**Records provided**
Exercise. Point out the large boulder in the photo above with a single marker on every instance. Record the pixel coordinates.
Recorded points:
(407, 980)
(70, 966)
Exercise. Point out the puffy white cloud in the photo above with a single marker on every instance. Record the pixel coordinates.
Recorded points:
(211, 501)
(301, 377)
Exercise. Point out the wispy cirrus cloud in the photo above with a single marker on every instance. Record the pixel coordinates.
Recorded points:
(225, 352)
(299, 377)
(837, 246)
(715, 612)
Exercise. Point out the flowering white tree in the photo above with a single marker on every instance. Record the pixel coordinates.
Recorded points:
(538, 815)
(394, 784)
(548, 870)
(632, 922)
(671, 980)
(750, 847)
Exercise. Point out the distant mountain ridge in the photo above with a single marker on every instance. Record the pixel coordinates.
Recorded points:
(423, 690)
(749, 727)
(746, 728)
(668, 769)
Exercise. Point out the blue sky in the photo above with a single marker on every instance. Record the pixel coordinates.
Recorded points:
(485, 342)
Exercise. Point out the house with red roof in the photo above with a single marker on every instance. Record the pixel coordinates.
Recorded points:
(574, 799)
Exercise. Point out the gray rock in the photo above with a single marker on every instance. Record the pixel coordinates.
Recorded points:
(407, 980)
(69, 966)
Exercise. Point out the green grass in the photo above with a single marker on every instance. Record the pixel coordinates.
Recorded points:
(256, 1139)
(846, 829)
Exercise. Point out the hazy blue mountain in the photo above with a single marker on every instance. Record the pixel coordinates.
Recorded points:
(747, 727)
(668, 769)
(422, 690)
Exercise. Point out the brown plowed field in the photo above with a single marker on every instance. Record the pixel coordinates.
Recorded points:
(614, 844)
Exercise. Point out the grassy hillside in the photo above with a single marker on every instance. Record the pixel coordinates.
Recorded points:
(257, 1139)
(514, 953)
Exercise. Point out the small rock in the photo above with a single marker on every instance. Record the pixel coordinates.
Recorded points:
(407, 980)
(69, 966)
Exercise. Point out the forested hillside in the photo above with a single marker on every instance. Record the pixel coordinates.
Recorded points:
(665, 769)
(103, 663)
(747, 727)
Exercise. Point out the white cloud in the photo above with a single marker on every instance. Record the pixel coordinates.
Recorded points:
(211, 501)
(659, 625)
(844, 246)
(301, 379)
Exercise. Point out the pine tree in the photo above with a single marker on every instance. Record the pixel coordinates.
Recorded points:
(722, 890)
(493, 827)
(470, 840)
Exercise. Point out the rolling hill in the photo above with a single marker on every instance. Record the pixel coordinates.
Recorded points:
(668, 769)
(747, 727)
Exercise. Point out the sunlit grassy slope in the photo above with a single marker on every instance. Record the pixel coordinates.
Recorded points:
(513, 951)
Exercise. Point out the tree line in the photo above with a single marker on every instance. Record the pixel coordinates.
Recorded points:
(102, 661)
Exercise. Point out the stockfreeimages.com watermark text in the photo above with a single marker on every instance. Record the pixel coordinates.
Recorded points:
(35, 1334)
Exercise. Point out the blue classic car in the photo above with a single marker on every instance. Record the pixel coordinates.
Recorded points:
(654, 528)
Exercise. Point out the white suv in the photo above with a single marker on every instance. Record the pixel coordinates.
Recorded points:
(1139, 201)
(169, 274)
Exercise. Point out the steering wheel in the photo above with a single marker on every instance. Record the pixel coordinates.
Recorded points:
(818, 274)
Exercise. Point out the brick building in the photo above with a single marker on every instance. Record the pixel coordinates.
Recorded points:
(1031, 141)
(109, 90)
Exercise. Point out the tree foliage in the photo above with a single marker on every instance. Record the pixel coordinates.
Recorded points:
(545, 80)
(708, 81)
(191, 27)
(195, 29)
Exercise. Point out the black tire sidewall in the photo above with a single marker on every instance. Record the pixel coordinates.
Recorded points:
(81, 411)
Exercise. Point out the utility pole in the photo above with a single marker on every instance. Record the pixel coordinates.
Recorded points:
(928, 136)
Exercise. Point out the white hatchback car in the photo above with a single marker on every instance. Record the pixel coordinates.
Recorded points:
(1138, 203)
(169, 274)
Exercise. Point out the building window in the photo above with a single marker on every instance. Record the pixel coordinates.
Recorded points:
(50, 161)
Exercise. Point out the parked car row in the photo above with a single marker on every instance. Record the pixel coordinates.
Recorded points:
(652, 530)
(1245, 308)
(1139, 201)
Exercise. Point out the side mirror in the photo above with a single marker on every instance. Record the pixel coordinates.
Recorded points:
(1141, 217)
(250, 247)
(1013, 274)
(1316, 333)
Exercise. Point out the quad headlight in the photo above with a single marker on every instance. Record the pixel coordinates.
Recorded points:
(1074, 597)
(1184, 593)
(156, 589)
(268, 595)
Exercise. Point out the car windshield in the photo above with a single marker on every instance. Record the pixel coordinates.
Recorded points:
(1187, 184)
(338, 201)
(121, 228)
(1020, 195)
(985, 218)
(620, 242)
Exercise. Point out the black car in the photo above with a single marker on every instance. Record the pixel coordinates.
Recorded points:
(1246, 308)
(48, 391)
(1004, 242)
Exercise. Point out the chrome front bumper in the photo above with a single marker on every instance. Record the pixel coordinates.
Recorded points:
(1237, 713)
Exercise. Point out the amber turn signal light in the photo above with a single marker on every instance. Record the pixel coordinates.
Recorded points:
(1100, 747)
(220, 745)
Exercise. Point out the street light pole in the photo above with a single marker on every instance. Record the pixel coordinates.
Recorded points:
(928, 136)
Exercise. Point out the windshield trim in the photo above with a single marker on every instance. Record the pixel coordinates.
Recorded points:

**Your goal**
Make an exact copy of all the entries above.

**Your response**
Exercise. Point out the large boulder in the photo above with a single marker on every instance. Record the pixel coordinates.
Recorded points:
(407, 980)
(70, 966)
Exercise. Point out the puffy white cloud in the photo above with a single marker on every instance. Record the pixel coordinates.
Recorded points:
(211, 501)
(301, 377)
Exercise. Point out the wispy cirrus cloud in the photo above with a single marker on every instance. Record the pixel coordinates.
Recorded points:
(225, 352)
(299, 377)
(837, 246)
(715, 612)
Exercise. Point out the flowering white tree in the photo above with a single marker on every instance. Record the pixel coordinates.
Recorded points:
(538, 815)
(394, 784)
(548, 870)
(632, 922)
(671, 980)
(750, 847)
Exercise. Point out the distant mountain ridge in the photo above with a single marker on every instance. Record the pixel coordinates.
Recorded points:
(423, 690)
(749, 727)
(746, 728)
(668, 769)
Exercise. Point out the blue sky in the photo above with a single marker on every instance. Record the pixel coordinates.
Recorded points:
(485, 342)
Exercise. Point out the house with red roof in the photo above with a single marker on every instance. Record the pixel coordinates.
Recorded points:
(574, 799)
Exercise. Point out the gray rock in the photo above with a single marker on every instance. Record the pixel coordinates.
Recorded points:
(407, 980)
(69, 966)
Exercise. Point out the green grass in the photo above with a single marker on every instance. Record the pixel coordinates.
Recorded points:
(256, 1139)
(846, 829)
Exercise. Point out the hazy blue mountain in the photo above with a single marker on every instance. Record the pixel coordinates.
Recorded points:
(747, 727)
(668, 769)
(422, 690)
Exercise. Point out the brown plowed field in the photo above with a single marker on every instance. Record the pixel coordinates.
Recorded points:
(614, 844)
Exercise. Point out the grassy hillside in the photo above with a single marker on every instance. Record the pixel coordinates.
Recorded points:
(257, 1139)
(514, 953)
Exercise. Point out the small rock in the photo above with a single marker on every instance. Record the pixel coordinates.
Recorded points:
(407, 980)
(69, 966)
Exercise. Point out the forested hillside in the photo above with a single marker on every instance. Record the pixel coordinates.
Recorded points:
(665, 769)
(103, 663)
(747, 727)
Exercise. Point out the white cloud in the photo above with a single marker on every instance. Record the pixel coordinates.
Recorded points:
(211, 501)
(659, 625)
(844, 246)
(301, 379)
Exercise. Point out the pine tree in the photo above with a single marker on every instance. Record the pixel coordinates.
Recorded points:
(722, 890)
(493, 827)
(470, 840)
Exercise. Point out the rolling hill in the photo above with a single marker on every instance. Record the pixel coordinates.
Recorded points:
(668, 769)
(747, 727)
Exercise. Point out the sunlit grassy slope in the photo above with a single marker on every instance. Record the pixel coordinates.
Recorded points:
(513, 951)
Exercise. Point out the tree line in the photo above with a single marker on every instance. Record the pixel coordinates.
Recorded points:
(102, 661)
Exercise. Point out the stockfreeimages.com watermark text in the photo above with a single marker on every instance. Record the pixel coordinates.
Recorded points:
(35, 1334)
Exercise. Point out the blue classic car in the photo above with a single marker on every instance. Record the pixel coordinates.
Recorded points:
(654, 528)
Exercise. Point out the white suv in the photo above with a single marker on every instance. Record the pixel coordinates.
Recorded points:
(1139, 201)
(169, 274)
Exercise. Point out the steering wheel in the photo above with a single marker on every instance. Record the pixel coordinates.
Recorded points:
(818, 274)
Exercise. Point out the brick building in the photo above with a single marker on every instance. Record the pixel coordinates.
Recorded points:
(1031, 141)
(109, 90)
Exercise. Point out the tree foliage in the photo above with a single marker on every instance. Record the pixel coordinates.
Recorded points:
(545, 80)
(708, 81)
(191, 27)
(195, 29)
Exercise. Point out the black tire sidewall in the photo above with a single marker on every instance. Record the pixel coordinates.
Recorded points:
(81, 411)
Exercise. Point out the utility pole in the photo above with a single marker on every instance. Record the pixel coordinates.
Recorded points:
(928, 136)
Exercise. Point out the white hatchback car in the photo above with a single marker on every instance. Record the pixel coordinates.
Recorded points:
(1138, 203)
(169, 274)
Exercise. Point out the building window in the photo above with a single marker on every instance. Record the pixel coordinates.
Recorded points:
(50, 161)
Exercise. Point out the parked car row in the photo above with a single marker on every instance. Record the pixel coordinates.
Recorded points:
(652, 530)
(1245, 308)
(1139, 201)
Exercise. Point out the side mirror in the photo above with a single marker on every instance. Record the pixel coordinates.
Recorded points:
(1141, 217)
(250, 247)
(1013, 274)
(1316, 333)
Exercise. Point out the quad headlight in the photo above with a single marker on every instance. Record the pixel coordinates.
Recorded points:
(1074, 597)
(1184, 593)
(156, 589)
(268, 595)
Exercise. Point out the car windshield in the photo above with a single marker on every instance. Record the pixel coordinates.
Recorded points:
(1187, 184)
(338, 201)
(121, 228)
(1020, 195)
(985, 218)
(620, 242)
Exercise. Point out the black car in the photo above with a single marker on every instance. Record the pixel coordinates.
Recorded points:
(1246, 308)
(48, 391)
(1004, 242)
Exercise. Point out the chrome front bumper in the photo above with a single marker on every instance. Record the pixel coordinates.
Recorded points:
(1237, 713)
Exercise. Point out the amber turn signal light in the photo above with a single marker on every instance. Record the pixel coordinates.
Recorded points:
(1100, 747)
(220, 745)
Exercise. Point out the street light pole in the photo above with a single marker on every instance. Record the pixel coordinates.
Recorded points:
(928, 136)
Exercise. Point out the windshield trim in the photo above with a single marker on every instance. Record the pixel coordinates.
Recorded points:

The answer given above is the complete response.